** Directions **
Report how many lines in the data below contain the string "that", treating uppercase and lowercase as different. Give only the number.

** Entries provided **
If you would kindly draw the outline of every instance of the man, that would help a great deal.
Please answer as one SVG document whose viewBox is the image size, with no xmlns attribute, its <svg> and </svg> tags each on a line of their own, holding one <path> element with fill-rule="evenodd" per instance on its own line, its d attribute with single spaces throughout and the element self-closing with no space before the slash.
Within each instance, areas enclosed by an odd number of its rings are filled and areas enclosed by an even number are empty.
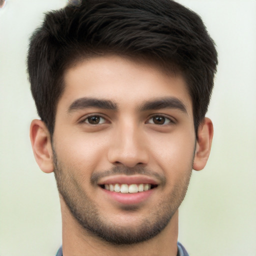
<svg viewBox="0 0 256 256">
<path fill-rule="evenodd" d="M 30 138 L 59 191 L 58 256 L 188 255 L 178 208 L 210 154 L 217 62 L 200 18 L 170 0 L 46 15 L 28 58 Z"/>
</svg>

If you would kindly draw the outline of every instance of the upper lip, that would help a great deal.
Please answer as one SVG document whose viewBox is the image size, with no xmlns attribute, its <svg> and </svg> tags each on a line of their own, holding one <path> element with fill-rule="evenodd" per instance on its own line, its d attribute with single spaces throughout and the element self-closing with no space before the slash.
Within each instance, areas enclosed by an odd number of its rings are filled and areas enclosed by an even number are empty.
<svg viewBox="0 0 256 256">
<path fill-rule="evenodd" d="M 145 175 L 136 174 L 127 176 L 118 174 L 102 178 L 98 183 L 98 185 L 104 184 L 152 184 L 158 185 L 159 182 L 156 178 Z"/>
</svg>

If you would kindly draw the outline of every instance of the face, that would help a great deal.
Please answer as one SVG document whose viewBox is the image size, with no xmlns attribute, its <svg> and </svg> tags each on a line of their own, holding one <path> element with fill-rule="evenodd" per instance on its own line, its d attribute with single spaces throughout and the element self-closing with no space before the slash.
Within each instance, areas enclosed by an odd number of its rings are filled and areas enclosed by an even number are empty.
<svg viewBox="0 0 256 256">
<path fill-rule="evenodd" d="M 114 244 L 140 242 L 168 228 L 195 150 L 184 79 L 105 56 L 68 70 L 64 82 L 52 149 L 69 214 L 86 234 Z"/>
</svg>

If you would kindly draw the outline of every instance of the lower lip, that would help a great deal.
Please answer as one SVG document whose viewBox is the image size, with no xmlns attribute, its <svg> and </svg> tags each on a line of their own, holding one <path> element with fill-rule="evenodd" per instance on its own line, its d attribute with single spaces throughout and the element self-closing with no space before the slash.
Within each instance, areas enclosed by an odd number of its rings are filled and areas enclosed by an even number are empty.
<svg viewBox="0 0 256 256">
<path fill-rule="evenodd" d="M 136 204 L 148 200 L 156 188 L 137 193 L 121 193 L 101 189 L 106 193 L 105 194 L 116 202 L 124 204 Z"/>
</svg>

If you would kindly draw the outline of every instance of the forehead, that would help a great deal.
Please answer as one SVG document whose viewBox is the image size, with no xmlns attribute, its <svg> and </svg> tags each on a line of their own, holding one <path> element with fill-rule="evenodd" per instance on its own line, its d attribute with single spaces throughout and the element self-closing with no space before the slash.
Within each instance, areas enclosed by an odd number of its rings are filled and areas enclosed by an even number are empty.
<svg viewBox="0 0 256 256">
<path fill-rule="evenodd" d="M 64 74 L 64 89 L 57 109 L 84 97 L 110 100 L 126 108 L 144 101 L 174 97 L 192 110 L 181 75 L 168 74 L 156 64 L 116 56 L 94 57 L 76 64 Z"/>
</svg>

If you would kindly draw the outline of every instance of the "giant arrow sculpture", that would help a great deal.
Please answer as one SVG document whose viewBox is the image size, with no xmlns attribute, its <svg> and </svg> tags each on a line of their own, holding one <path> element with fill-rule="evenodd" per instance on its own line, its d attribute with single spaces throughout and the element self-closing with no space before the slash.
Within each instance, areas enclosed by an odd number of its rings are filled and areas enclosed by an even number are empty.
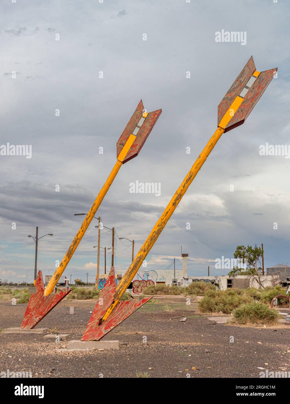
<svg viewBox="0 0 290 404">
<path fill-rule="evenodd" d="M 69 289 L 59 293 L 52 293 L 121 166 L 138 155 L 161 112 L 161 109 L 158 109 L 148 113 L 144 109 L 142 100 L 139 103 L 117 143 L 117 162 L 113 170 L 45 289 L 41 271 L 38 271 L 36 282 L 36 292 L 30 297 L 22 320 L 21 328 L 33 328 L 71 291 L 71 289 Z"/>
<path fill-rule="evenodd" d="M 138 272 L 143 260 L 164 229 L 222 135 L 243 124 L 277 69 L 256 69 L 251 57 L 218 107 L 218 127 L 173 196 L 138 254 L 116 287 L 113 267 L 100 295 L 82 341 L 98 341 L 152 297 L 120 301 L 120 298 Z"/>
</svg>

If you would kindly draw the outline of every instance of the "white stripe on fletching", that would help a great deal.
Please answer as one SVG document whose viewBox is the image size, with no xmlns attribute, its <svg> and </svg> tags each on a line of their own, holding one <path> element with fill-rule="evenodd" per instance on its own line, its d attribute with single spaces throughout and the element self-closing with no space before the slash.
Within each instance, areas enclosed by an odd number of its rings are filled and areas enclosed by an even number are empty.
<svg viewBox="0 0 290 404">
<path fill-rule="evenodd" d="M 246 85 L 247 87 L 252 87 L 256 79 L 256 77 L 254 77 L 254 76 L 252 76 Z"/>
<path fill-rule="evenodd" d="M 133 133 L 132 134 L 135 135 L 135 136 L 136 136 L 138 133 L 139 132 L 139 130 L 140 130 L 140 128 L 137 128 L 137 126 L 136 126 L 135 129 L 134 129 L 133 132 Z"/>
<path fill-rule="evenodd" d="M 142 124 L 143 124 L 145 120 L 145 118 L 143 118 L 142 117 L 142 118 L 141 118 L 140 120 L 138 122 L 138 124 L 137 125 L 137 126 L 134 129 L 133 133 L 132 133 L 132 135 L 134 135 L 134 136 L 136 136 L 138 133 L 139 132 L 139 130 L 140 129 L 141 126 L 142 126 Z"/>
<path fill-rule="evenodd" d="M 141 118 L 140 120 L 138 122 L 137 126 L 139 126 L 141 127 L 142 126 L 142 124 L 143 123 L 143 122 L 145 120 L 145 118 L 143 118 L 143 117 Z"/>
<path fill-rule="evenodd" d="M 245 87 L 244 87 L 244 88 L 243 88 L 243 89 L 242 90 L 242 92 L 241 93 L 241 94 L 239 95 L 240 97 L 242 97 L 242 98 L 244 98 L 244 97 L 245 97 L 245 96 L 247 94 L 247 93 L 248 93 L 248 90 L 249 90 L 249 89 L 248 88 L 246 88 Z"/>
</svg>

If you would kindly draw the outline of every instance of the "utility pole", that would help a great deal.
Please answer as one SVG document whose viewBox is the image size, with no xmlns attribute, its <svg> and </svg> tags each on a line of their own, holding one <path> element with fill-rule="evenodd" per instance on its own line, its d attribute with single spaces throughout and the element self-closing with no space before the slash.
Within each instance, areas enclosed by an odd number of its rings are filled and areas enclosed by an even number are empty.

** Response to this exercise **
8